What the task requires. List every percentage figure that appears in the patch review message below.

Re: [PATCH net-next v7 2/3] net: gro: move L3 flush checks to tcp_gro_receive and udp_gro_receive_segment
From: Paolo Abeni
Date: Tue Apr 16 2024 - 05:58:15 EST
On Tue, 2024-04-16 at 11:21 +0200, Paolo Abeni wrote:
> On Fri, 2024-04-12 at 17:55 +0200, Richard Gobert wrote:
> > {inet,ipv6}_gro_receive functions perform flush checks (ttl, flags,
> > iph->id, ...) against all packets in a loop. These flush checks are used
> > currently in all tcp flows and in some UDP flows in GRO.
> >
> > These checks need to be done only once and only against the found p skb,
> > since they only affect flush and not same_flow.
> >
> > Leveraging the previous commit in the series, in which correct network
> > header offsets are saved for both outer and inner network headers -
> > allowing these checks to be done only once, in tcp_gro_receive and
> > udp_gro_receive_segment. As a result, NAPI_GRO_CB(p)->flush is not used at
> > all. In addition, flush_id checks are more declarative and contained in
> > inet_gro_flush, thus removing the need for flush_id in napi_gro_cb.
> >
> > This results in less parsing code for UDP flows and non-loop flush tests
> > for TCP flows.
> >
> > To make sure results are not within noise range - I've made netfilter drop
> > all TCP packets, and measured CPU performance in GRO (in this case GRO is
> > responsible for about 50% of the CPU utilization).
> >
> > L3 flush/flush_id checks are not relevant to UDP connections where
> > skb_gro_receive_list is called. The only code change relevant to this flow
> > is inet_gro_receive. The rest of the code parsing this flow stays the
> > same.
> >
> > All concurrent connections tested are with the same ip srcaddr and
> > dstaddr.
> >
> > perf top while replaying 64 concurrent IP/UDP connections (UDP fwd flow):
> > net-next:
> > 3.03% [kernel] [k] inet_gro_receive
> >
> > patch applied:
> > 2.78% [kernel] [k] inet_gro_receive
>
> Why there are no figures for
> udp_gro_receive_segment()/gro_network_flush() here?
>
> Also you should be able to observer a very high amount of CPU usage by
> GRO even with TCP with very high speed links, keeping the BH/GRO on a
> CPU and the user-space/data copy on a different one (or using rx zero
> copy).
To be more explicit: I think at least the above figures are required,
and I still fear the real gain in that case would range from zero to
negative.
If you can't do the TCP part of the testing, please provide at least
the figures for a single UDP flow, that should give more indication WRT
the result we can expect with TCP.
Note that GRO is used mainly by TCP and TCP packets with different
src/dst port will land into different GRO hash buckets, having
different RX hash.
That will happen even for UDP, at least for some (most?) nics include
the UDP ports in the RX hash.
Thanks,
Paolo

Data excerpt.
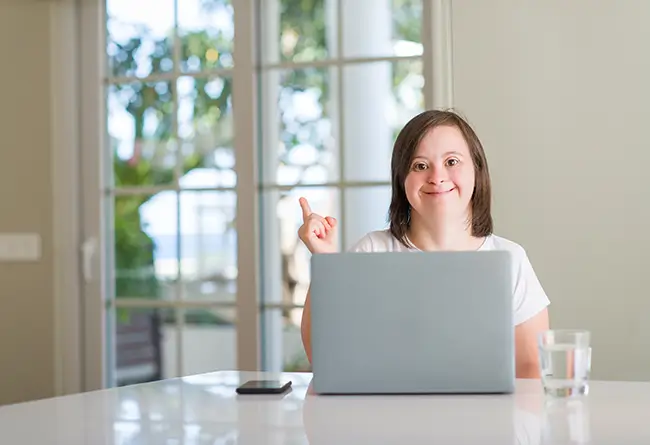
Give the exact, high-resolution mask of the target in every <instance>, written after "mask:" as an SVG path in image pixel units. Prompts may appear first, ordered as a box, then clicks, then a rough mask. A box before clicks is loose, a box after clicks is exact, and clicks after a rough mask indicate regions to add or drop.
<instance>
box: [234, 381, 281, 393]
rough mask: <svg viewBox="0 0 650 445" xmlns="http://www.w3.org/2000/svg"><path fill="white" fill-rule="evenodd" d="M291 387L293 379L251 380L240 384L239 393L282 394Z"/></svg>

Task response. 3.03%, 2.78%, 50%